__YOUR OBJECTIVE__: Which lines in the listing below contain the word "artificial"? List each of those lines in full.

+===+

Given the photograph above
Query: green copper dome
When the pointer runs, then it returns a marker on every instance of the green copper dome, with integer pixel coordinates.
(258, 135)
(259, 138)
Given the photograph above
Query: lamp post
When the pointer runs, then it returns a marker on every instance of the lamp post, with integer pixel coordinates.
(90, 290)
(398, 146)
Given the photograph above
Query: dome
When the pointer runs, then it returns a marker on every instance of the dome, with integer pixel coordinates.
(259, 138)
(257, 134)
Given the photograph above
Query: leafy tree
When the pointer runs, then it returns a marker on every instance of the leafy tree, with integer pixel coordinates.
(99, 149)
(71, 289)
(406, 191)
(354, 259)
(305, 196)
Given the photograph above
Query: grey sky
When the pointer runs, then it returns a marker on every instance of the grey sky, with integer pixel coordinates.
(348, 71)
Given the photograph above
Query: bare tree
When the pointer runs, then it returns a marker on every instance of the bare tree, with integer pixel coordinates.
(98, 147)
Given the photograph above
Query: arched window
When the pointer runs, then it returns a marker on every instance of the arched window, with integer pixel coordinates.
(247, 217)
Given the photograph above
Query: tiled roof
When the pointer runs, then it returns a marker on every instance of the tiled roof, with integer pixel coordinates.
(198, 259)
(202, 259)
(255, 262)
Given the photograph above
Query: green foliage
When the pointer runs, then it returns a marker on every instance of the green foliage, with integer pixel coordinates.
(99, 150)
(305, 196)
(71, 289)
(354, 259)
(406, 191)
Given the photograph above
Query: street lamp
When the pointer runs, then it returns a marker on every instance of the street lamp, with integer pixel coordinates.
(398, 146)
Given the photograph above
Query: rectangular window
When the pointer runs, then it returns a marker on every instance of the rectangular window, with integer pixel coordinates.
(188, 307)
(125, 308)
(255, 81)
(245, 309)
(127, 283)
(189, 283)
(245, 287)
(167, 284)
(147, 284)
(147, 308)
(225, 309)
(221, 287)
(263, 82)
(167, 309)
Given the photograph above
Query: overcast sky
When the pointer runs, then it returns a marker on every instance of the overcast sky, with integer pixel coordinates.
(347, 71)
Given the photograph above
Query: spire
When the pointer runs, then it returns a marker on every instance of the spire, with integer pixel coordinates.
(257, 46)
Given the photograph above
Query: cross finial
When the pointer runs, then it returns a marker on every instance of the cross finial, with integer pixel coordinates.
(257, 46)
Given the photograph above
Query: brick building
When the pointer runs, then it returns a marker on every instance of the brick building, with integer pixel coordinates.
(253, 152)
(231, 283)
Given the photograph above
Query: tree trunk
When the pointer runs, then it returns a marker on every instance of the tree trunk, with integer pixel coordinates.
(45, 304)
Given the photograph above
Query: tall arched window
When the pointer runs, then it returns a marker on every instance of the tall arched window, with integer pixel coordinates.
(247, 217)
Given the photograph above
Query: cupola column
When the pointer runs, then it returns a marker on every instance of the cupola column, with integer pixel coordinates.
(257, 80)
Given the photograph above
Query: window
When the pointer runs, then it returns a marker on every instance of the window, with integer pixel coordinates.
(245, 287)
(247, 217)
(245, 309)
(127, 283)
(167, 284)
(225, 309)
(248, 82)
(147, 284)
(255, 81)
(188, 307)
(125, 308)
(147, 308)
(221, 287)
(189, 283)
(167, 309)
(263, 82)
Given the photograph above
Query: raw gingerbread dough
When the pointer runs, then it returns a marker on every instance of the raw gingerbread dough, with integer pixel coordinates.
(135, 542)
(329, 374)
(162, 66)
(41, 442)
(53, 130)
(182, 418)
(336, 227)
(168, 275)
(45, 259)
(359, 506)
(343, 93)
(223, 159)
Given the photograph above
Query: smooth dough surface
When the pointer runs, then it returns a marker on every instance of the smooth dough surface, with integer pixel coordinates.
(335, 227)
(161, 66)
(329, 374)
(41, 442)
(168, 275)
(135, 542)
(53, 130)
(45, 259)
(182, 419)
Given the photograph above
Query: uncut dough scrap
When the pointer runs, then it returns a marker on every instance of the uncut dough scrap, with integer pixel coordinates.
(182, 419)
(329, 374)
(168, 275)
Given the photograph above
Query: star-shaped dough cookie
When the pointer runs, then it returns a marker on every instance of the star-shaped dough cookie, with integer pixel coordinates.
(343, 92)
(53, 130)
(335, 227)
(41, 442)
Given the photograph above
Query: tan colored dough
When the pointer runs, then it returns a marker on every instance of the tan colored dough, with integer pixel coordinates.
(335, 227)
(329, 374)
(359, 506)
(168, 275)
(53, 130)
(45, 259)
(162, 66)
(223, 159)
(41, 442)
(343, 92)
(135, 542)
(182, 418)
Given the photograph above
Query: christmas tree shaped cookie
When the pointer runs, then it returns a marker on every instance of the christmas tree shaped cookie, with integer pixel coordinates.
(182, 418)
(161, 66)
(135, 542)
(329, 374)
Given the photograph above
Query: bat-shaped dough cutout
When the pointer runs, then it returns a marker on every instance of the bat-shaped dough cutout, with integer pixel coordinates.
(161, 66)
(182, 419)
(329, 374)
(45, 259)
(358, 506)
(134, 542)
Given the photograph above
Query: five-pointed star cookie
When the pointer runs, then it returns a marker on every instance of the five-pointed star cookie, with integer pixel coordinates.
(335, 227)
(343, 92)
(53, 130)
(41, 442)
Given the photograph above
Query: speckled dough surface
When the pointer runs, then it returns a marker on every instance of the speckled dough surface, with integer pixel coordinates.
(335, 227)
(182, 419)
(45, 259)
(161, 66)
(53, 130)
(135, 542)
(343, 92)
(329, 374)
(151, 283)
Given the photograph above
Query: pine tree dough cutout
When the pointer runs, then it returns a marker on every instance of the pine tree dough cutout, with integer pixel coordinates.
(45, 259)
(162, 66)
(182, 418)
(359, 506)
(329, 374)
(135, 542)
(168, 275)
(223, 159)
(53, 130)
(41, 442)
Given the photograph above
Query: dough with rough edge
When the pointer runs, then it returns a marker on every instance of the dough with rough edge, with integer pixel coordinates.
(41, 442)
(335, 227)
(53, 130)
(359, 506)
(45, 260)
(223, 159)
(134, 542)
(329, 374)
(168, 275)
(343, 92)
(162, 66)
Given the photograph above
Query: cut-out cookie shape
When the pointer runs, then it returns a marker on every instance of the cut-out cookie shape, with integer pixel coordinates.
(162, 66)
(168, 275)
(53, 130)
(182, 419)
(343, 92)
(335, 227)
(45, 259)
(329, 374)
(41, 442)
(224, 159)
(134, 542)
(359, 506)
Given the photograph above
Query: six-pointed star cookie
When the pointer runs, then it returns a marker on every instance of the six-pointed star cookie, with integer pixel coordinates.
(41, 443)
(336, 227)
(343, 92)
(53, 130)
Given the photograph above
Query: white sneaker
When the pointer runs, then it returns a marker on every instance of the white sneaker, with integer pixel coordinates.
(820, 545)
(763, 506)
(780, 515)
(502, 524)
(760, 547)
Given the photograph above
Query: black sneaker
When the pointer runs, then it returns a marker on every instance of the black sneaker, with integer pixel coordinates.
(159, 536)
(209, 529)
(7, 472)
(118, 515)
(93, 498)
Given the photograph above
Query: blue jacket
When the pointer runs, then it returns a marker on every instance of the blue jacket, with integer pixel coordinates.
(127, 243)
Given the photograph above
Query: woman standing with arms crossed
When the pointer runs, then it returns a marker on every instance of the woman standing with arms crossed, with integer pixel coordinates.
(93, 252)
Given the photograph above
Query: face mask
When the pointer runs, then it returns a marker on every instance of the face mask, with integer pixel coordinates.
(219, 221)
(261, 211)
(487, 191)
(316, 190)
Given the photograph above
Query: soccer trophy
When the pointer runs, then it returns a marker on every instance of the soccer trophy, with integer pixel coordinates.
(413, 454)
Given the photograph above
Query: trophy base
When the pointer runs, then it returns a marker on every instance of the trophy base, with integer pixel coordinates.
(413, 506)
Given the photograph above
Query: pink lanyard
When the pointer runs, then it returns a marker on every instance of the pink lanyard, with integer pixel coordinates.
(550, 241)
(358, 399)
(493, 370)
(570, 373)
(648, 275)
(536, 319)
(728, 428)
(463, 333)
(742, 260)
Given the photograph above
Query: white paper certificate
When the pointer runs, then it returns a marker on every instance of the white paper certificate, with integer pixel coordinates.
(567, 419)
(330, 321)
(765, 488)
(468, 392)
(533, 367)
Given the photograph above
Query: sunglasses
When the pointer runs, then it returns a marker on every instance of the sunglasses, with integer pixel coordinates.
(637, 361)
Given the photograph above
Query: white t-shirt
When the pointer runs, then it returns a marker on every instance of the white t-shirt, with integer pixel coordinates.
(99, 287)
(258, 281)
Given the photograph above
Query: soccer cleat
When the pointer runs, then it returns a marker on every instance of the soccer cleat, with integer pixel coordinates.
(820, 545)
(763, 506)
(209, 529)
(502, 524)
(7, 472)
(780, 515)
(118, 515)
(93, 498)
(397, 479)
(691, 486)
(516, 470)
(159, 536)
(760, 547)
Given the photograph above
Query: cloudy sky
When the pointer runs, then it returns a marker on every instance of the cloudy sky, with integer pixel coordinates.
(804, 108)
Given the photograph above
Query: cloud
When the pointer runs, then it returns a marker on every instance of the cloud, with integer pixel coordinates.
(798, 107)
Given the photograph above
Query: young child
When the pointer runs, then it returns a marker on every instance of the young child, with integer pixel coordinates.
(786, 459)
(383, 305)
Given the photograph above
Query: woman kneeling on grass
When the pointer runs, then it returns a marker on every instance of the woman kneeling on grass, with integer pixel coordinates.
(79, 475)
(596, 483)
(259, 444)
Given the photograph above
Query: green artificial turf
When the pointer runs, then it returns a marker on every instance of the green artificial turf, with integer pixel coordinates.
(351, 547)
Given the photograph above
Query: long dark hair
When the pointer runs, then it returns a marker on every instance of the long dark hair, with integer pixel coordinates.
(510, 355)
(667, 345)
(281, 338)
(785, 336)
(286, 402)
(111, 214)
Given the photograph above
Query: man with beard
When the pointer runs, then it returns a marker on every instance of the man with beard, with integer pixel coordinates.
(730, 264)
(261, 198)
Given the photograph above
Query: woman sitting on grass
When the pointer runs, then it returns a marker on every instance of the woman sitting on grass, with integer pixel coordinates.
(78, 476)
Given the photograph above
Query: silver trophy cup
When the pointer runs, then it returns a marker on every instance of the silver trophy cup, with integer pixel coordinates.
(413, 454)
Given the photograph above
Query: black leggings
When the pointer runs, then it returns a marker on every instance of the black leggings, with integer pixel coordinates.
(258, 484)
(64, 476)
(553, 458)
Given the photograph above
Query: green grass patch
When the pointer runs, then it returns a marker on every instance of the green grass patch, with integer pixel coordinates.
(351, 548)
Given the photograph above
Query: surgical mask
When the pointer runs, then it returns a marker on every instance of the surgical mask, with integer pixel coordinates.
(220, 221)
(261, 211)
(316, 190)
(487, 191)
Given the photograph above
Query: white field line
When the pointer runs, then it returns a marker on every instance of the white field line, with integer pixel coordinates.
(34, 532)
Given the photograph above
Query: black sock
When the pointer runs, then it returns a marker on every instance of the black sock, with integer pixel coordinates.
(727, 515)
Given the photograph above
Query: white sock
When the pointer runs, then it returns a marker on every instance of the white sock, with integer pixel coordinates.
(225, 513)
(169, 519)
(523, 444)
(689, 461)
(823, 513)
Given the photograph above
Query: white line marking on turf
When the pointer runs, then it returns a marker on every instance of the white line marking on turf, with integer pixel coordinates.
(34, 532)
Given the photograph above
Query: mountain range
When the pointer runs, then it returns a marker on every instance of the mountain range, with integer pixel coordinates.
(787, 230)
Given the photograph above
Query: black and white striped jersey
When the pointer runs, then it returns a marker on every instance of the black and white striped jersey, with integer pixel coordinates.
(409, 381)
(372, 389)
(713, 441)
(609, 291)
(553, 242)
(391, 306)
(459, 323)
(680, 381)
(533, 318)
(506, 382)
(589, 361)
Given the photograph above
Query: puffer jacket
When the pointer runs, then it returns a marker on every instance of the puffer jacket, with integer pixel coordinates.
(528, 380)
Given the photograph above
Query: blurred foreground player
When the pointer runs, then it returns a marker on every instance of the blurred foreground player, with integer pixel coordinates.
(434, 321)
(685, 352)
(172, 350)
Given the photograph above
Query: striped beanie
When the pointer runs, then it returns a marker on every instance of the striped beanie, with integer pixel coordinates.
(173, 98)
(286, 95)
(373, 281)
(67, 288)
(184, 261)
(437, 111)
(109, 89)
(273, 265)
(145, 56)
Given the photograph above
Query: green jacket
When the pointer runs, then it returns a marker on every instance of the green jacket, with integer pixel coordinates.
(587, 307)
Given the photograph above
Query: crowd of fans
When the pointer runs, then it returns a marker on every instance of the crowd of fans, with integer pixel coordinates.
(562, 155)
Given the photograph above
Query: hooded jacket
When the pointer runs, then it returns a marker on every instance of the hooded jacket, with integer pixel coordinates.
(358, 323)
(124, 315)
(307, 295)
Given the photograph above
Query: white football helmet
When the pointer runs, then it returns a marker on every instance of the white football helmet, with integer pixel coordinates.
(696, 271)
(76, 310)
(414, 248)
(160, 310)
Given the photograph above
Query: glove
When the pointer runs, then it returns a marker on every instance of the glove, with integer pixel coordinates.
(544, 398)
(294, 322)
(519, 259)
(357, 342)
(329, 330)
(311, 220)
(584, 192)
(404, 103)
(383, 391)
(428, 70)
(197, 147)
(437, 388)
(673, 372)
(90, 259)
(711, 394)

+===+

__CORRECT RESPONSE__:
Query: green artificial turf
When the pointer runs, then it returns a marker on every instance of the green artificial turf, with integer pixel coordinates.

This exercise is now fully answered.